[Righe tratte da un dataset]
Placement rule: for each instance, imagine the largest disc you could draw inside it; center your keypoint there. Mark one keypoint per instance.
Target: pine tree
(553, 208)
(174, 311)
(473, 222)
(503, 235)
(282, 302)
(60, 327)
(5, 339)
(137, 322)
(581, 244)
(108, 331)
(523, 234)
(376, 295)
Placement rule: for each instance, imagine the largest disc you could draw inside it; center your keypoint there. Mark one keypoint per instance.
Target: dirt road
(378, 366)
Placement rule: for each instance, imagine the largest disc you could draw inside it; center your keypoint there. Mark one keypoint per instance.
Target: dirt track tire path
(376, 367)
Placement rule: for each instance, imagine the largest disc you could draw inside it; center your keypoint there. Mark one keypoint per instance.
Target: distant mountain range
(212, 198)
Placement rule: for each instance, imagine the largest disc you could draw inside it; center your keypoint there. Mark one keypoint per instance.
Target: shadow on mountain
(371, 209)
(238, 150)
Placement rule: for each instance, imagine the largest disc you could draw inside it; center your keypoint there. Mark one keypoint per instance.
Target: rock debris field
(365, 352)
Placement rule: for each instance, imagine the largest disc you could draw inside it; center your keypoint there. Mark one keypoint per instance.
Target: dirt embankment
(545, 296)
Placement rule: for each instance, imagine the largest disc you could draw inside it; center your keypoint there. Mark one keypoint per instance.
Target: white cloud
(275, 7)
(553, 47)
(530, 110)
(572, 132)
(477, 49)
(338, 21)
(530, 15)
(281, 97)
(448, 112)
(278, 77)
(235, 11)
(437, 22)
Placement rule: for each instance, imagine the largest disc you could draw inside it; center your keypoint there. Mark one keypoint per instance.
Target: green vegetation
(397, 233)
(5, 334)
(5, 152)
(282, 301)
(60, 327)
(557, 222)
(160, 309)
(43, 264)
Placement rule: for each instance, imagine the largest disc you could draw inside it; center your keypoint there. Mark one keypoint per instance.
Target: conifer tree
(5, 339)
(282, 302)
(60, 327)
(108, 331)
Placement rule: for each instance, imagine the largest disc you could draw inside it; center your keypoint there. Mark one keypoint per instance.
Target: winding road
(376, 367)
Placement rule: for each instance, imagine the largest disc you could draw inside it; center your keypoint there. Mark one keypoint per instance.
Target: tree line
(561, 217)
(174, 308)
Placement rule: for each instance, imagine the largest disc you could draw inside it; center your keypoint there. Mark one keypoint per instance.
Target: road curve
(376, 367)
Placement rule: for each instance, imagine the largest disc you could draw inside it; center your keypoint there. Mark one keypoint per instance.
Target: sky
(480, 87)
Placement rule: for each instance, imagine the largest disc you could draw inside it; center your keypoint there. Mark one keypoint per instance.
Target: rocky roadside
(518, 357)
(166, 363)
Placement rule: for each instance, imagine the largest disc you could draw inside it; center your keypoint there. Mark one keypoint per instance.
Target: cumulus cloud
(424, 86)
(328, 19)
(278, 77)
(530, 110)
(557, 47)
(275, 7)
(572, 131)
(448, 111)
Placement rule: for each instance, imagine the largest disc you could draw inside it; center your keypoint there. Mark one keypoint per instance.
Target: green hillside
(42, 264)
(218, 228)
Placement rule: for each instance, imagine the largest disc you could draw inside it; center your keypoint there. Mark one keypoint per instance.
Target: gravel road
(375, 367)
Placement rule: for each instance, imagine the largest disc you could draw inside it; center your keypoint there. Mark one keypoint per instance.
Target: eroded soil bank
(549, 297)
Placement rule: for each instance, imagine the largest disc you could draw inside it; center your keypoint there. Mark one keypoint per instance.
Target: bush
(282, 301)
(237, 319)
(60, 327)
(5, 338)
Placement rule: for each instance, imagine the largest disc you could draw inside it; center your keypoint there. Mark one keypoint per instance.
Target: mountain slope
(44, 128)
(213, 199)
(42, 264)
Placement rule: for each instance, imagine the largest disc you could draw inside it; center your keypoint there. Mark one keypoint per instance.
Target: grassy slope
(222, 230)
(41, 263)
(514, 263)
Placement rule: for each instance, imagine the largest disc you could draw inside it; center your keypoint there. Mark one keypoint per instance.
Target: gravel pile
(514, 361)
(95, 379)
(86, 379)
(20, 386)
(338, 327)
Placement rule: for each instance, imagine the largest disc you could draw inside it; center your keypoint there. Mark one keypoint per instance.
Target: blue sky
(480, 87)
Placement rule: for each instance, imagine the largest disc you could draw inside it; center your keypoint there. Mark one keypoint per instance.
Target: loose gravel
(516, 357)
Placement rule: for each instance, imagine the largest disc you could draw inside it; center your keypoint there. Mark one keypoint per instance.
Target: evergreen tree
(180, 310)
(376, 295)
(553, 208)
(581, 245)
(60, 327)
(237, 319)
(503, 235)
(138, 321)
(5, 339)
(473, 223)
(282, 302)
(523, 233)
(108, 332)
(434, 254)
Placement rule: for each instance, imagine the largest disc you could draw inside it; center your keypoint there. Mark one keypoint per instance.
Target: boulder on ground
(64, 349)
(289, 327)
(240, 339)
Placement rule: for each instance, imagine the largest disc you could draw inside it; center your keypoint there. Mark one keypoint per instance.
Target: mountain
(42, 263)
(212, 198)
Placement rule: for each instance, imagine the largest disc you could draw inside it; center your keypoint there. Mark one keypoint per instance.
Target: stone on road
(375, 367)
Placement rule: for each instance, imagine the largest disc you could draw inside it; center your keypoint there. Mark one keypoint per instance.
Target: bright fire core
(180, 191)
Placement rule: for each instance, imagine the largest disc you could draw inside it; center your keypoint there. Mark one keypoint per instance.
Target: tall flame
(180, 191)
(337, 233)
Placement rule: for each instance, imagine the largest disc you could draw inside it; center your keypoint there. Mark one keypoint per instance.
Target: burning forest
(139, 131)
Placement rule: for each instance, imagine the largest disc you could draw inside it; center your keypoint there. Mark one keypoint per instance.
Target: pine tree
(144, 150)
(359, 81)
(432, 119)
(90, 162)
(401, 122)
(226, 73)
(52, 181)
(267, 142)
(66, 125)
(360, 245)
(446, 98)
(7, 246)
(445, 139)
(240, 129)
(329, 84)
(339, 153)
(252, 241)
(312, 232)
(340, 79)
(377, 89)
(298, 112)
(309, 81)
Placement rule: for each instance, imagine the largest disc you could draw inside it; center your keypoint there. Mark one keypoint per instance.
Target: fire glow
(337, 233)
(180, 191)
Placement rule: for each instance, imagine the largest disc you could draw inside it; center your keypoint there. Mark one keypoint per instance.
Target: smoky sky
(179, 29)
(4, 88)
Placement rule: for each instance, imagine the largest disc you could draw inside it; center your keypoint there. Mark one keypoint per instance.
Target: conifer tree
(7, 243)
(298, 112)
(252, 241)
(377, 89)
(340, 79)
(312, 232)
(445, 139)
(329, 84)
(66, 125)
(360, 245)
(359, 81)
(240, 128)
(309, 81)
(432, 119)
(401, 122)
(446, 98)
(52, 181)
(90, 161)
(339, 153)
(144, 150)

--- RICHIESTA SCRITTA ---
Indica quante righe qui sopra contengono la parola "mountain". Scrivi soltanto il numero.

--- RISULTATO DELL'ESERCIZIO ---
4